Friday, September 6, 2013

Pre-Market Global Review - 9/6/13 - Jobs Friday

Good Morning Traders,
As of this writing 6:15 AM EST, here’s what we see:
US Dollar –Down at 82.585, the Sept US Dollar is down 83 ticks and is trading at 82.585.             
Energies – October Oil is up at 108.61.        
Financials – The December 30 year bond is up 8 ticks and is trading at 128.30      
Indices – The September S&P 500 emini ES contract is down at 1652.25 and is down 3 ticks.  
Gold – The October gold contract is trading down at 1368.80 and is down 38 ticks from its close.
Initial Conclusion: This is not a correlated market.  The dollar is down and oil is up+ which is normal but the 30 year bond is trading higher.  The Financials should always correlate with the US dollar such that if the dollar is lower then bonds should follow and vice versa.  The indices are down and the US dollar is trading higher which is correlated.  Gold is trading lower which is not correlated with the US dollar trading down.   I tend to believe that Gold has an inverse relationship with the US Dollar as when the US Dollar is down, Gold tends to rise in value and vice-versa. Think of it as a seesaw, when one is up the other should be down.   I point this out to you to make you aware that when we don't have a correlated market, it means something is wrong.  As traders you need to be aware of this and proceed with your eyes wide open.  
Asia closed mainly higher with the exception being the Nikkei exchange.  As of this writing all of  Europe is trading lower. 
Possible challenges to traders today is the following                                     
1.  FOMC Member Evans Speaks at 8 AM EST.  This is major.       
Non-Farm Employment Change is out at 8:30 AM EST.  This is major.

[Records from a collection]
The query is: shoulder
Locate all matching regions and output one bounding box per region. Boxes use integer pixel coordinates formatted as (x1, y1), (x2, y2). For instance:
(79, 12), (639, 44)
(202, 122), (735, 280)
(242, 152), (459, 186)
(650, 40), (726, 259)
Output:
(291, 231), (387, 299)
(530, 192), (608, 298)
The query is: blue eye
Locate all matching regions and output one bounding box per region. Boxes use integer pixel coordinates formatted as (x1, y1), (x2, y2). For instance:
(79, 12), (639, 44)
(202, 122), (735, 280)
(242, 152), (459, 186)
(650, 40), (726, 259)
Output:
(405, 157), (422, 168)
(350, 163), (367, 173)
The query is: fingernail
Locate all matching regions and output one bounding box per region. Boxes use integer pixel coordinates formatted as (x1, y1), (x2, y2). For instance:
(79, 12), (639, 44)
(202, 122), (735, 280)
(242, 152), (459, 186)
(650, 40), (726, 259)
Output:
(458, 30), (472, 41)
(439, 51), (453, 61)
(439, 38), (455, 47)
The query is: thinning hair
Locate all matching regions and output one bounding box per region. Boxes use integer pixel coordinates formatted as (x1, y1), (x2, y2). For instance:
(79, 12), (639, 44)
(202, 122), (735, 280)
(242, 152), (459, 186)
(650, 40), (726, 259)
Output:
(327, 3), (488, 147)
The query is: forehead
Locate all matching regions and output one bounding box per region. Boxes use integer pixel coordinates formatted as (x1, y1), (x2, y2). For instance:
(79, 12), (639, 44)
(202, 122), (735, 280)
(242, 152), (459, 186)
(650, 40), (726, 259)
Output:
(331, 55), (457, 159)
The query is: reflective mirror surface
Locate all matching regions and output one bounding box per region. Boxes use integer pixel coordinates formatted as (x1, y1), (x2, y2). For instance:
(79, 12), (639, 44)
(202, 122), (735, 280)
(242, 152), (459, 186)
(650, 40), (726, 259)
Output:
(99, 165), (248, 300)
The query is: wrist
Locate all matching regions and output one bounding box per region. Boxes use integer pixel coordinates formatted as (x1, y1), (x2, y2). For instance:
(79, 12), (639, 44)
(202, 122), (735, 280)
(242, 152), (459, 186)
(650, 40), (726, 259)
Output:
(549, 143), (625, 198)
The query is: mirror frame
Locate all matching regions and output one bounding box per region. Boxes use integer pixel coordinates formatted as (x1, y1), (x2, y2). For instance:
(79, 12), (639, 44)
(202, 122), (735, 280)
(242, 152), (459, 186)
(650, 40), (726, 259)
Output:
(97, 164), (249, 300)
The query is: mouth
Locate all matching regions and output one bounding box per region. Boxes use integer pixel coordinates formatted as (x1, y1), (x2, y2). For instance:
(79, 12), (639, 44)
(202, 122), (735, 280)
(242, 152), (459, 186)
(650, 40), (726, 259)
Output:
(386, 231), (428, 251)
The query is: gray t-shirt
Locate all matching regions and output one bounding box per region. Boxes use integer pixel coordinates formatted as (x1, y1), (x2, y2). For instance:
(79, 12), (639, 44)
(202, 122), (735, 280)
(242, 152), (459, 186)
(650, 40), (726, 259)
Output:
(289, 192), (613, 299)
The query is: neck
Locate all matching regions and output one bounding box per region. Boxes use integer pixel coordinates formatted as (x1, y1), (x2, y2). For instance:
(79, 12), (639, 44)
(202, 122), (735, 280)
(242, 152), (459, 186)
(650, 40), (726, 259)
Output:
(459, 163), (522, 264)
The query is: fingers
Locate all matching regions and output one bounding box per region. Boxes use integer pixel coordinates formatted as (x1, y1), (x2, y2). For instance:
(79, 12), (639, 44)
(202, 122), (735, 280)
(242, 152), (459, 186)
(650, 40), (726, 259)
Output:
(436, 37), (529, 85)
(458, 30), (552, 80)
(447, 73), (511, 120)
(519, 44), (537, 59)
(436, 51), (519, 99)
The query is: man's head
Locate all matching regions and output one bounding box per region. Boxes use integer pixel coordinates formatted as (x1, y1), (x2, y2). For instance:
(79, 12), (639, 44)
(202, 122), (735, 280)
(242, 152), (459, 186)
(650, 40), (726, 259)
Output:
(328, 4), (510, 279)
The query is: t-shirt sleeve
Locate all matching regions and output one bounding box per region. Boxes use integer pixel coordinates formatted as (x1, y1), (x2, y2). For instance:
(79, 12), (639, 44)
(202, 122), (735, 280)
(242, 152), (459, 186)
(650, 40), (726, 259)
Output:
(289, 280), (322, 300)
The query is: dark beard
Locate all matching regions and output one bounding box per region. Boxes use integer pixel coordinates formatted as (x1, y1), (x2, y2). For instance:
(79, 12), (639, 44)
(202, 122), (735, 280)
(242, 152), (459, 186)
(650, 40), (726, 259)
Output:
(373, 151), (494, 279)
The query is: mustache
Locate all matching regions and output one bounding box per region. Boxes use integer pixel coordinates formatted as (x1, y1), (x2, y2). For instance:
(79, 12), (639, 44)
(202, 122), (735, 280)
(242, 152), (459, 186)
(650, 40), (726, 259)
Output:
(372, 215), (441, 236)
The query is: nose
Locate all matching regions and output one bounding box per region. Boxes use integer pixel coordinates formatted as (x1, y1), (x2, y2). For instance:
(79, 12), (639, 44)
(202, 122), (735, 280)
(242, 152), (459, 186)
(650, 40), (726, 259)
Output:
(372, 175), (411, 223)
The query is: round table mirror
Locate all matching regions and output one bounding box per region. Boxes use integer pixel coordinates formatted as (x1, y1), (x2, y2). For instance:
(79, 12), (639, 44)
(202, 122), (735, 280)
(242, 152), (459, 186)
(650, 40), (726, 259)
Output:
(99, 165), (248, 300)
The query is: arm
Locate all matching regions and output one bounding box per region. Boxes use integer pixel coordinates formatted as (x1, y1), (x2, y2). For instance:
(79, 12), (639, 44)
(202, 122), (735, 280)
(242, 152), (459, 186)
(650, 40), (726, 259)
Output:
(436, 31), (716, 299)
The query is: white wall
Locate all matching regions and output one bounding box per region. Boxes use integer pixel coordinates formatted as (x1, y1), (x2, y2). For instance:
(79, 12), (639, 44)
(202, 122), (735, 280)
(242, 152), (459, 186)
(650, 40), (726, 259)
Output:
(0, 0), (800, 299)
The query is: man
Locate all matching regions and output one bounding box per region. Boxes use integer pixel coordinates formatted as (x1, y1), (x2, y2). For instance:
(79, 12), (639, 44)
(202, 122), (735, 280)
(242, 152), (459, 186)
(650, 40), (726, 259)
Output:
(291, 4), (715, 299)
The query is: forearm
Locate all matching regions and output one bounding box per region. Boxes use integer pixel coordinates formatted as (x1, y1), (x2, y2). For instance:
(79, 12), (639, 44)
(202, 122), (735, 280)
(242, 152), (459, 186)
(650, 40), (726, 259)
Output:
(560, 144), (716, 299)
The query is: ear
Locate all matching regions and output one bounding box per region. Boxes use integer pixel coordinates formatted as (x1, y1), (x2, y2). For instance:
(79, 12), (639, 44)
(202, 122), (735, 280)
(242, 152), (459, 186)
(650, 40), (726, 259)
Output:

- _STATED EXERCISE 1_: In the pre-market review, at what time is FOMC Member Evans scheduled to speak?
- _STATED EXERCISE 2_: Pick up the pre-market review after its last line and write the next part.

- _TASK ANSWER 1_: 8 AM EST.

- _TASK ANSWER 2_:
3.  Unemployment rate is out at 8:30 AM EST.  This is major.     
4.  Average Hourly Earnings m/m is out at 8:30 AM EST.  This is not major.       
5.  FOMC Member George Speaks at 1:30 PM EST.  This is major


Yesterday the Swiss Franc made it's move at around 10 AM after ISM non-Manufacturing PMI was released.   Interestingly enough if you follow what we teach in terms of Market Correlation and compare the Swiss Franc to the USD, you would notice that at around 9:40 AM the Swiss Franc hit a high and proceeded to depreciate in value.  The USD on the hand gained in value at around that same time proving correlation.   Then the report came out at 10 AM and things really took off.  As a trader you could have netted 20-30 ticks on this trade. 

Chart Courtesy of Trend Following Trades

USD - 9/5/13


Yesterday we said our bias was neutral as we felt there was a boatload of economic reports due out and the markets could be driven in any direction.  Now in my Market Bias video I stated that whereas the market might appear positive, there are far too many reports out.  Well the Dow gained 6 points and the other indices gained fractionally as well.  Today is Jobs Friday and historically speaking I don't trade this day as the markets have never shown any sense of normalcy.  Therefore our bias is neutral.   Could this change? Of Course.  Remember anything can happen in a volatile market.

Yesterday we had a virtual tsunami of economic reports but I guess that's what happens when you have a holiday at the beginning of the week.  Everything gets pushed into the latter part of the week.  Even though the markets ended in positive territory, it was quite choppy as it came very close to going into negative territory but didn't.  I attended a webinar with two legends of the trading world and they couldn't find anything to rave about either.  Today we have the monthly jobs report and many pundits are already claiming that this is "High Noon" for the Fed whereby  they'll have to decision whether or not to taper.  I don't agree with this as I don't think they're going to taper.  They know the US economy is fragile and they don't want to do anything that's going to break the back of the economy.  I personally don't trade Jobs Friday as the markets have never me shown any sense of normalcy.  Just one of my trading rules.  I'm more interested in the U6 rate which is the unemployment rate of the long term unemployed.  If this report turns out to be very good, the pundits will claim "see, there's no problem with the US economy, the Fed should taper."  If it turns out to be lackluster, they'll probably keep their mouths shut but as in all things, time will tell....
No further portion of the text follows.